::: Records for processing
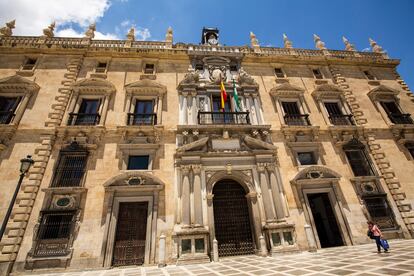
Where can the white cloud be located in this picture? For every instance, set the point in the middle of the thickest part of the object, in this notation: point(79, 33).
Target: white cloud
point(33, 16)
point(70, 32)
point(142, 33)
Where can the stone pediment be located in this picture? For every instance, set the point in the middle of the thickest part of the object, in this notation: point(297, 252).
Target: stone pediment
point(286, 89)
point(94, 85)
point(254, 143)
point(147, 87)
point(193, 145)
point(17, 83)
point(134, 179)
point(327, 91)
point(382, 91)
point(316, 173)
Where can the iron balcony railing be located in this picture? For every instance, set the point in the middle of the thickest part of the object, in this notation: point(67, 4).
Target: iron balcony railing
point(297, 119)
point(84, 119)
point(146, 119)
point(6, 117)
point(223, 118)
point(341, 119)
point(400, 119)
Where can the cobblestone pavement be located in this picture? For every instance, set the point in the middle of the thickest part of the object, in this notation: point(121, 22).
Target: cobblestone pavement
point(351, 260)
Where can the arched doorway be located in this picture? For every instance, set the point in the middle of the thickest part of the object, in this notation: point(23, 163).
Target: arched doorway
point(231, 219)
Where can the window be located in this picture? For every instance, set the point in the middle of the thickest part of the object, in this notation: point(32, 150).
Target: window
point(293, 114)
point(143, 113)
point(306, 158)
point(70, 169)
point(317, 74)
point(336, 116)
point(279, 73)
point(410, 148)
point(358, 159)
point(101, 67)
point(138, 162)
point(394, 113)
point(8, 107)
point(88, 113)
point(29, 64)
point(54, 234)
point(149, 68)
point(369, 76)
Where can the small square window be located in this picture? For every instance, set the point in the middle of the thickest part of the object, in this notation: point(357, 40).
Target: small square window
point(29, 64)
point(317, 74)
point(369, 76)
point(279, 73)
point(138, 162)
point(199, 67)
point(233, 68)
point(149, 68)
point(101, 67)
point(307, 158)
point(276, 239)
point(185, 246)
point(199, 245)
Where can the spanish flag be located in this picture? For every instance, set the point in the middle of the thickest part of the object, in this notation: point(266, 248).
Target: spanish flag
point(223, 95)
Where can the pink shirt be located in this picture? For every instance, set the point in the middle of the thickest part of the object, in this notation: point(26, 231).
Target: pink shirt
point(375, 230)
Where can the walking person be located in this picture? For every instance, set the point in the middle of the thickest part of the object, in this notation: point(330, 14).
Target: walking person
point(375, 233)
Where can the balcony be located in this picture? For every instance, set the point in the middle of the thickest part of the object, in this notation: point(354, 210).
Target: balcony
point(297, 119)
point(83, 119)
point(223, 118)
point(400, 119)
point(142, 119)
point(6, 117)
point(341, 120)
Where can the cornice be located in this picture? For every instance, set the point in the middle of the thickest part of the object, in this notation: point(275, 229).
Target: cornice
point(61, 45)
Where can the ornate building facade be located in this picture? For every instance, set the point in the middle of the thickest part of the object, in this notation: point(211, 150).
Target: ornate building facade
point(137, 162)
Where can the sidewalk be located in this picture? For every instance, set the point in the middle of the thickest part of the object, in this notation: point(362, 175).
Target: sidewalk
point(352, 260)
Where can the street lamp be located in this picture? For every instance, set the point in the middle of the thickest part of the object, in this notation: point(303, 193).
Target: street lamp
point(25, 165)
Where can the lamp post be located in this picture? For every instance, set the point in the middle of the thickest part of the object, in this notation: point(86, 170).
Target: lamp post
point(25, 165)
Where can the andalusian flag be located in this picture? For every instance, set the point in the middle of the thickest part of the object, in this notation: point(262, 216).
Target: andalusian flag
point(236, 97)
point(223, 95)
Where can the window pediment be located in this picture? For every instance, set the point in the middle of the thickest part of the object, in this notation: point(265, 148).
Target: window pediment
point(18, 83)
point(146, 87)
point(286, 90)
point(382, 92)
point(316, 173)
point(94, 85)
point(327, 91)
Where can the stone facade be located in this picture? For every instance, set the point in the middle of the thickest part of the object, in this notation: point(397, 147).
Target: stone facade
point(319, 142)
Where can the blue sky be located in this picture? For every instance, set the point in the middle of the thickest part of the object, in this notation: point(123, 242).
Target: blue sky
point(390, 23)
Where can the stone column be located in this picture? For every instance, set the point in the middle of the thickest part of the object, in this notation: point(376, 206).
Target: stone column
point(159, 109)
point(185, 196)
point(21, 109)
point(277, 193)
point(258, 107)
point(266, 193)
point(198, 211)
point(194, 108)
point(104, 110)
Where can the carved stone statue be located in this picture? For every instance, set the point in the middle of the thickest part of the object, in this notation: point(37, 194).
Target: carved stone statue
::::::
- **Stated task**: Rewrite the entries from the line with "Where can the balcony" up to and including the line with "point(137, 162)", giving every line in that span, and shift each answer coordinate up by 65. Leave all other numbers as they are.

- **Output of the task**:
Where can the balcony be located in this picture? For every instance, set the point in the middle of the thickest part of the object, in this notation: point(354, 210).
Target: balcony
point(362, 184)
point(148, 184)
point(288, 183)
point(465, 184)
point(207, 184)
point(71, 182)
point(406, 185)
Where can the cornice be located in this picture? For every instance, set the point in the middle of the thickest part of the object, in this notation: point(275, 229).
Target: cornice
point(126, 110)
Where can the ornate building facade be located in this picture? For every instance, set the point in the middle of the thickest part of the object, in this notation: point(211, 150).
Target: ornate building facade
point(202, 227)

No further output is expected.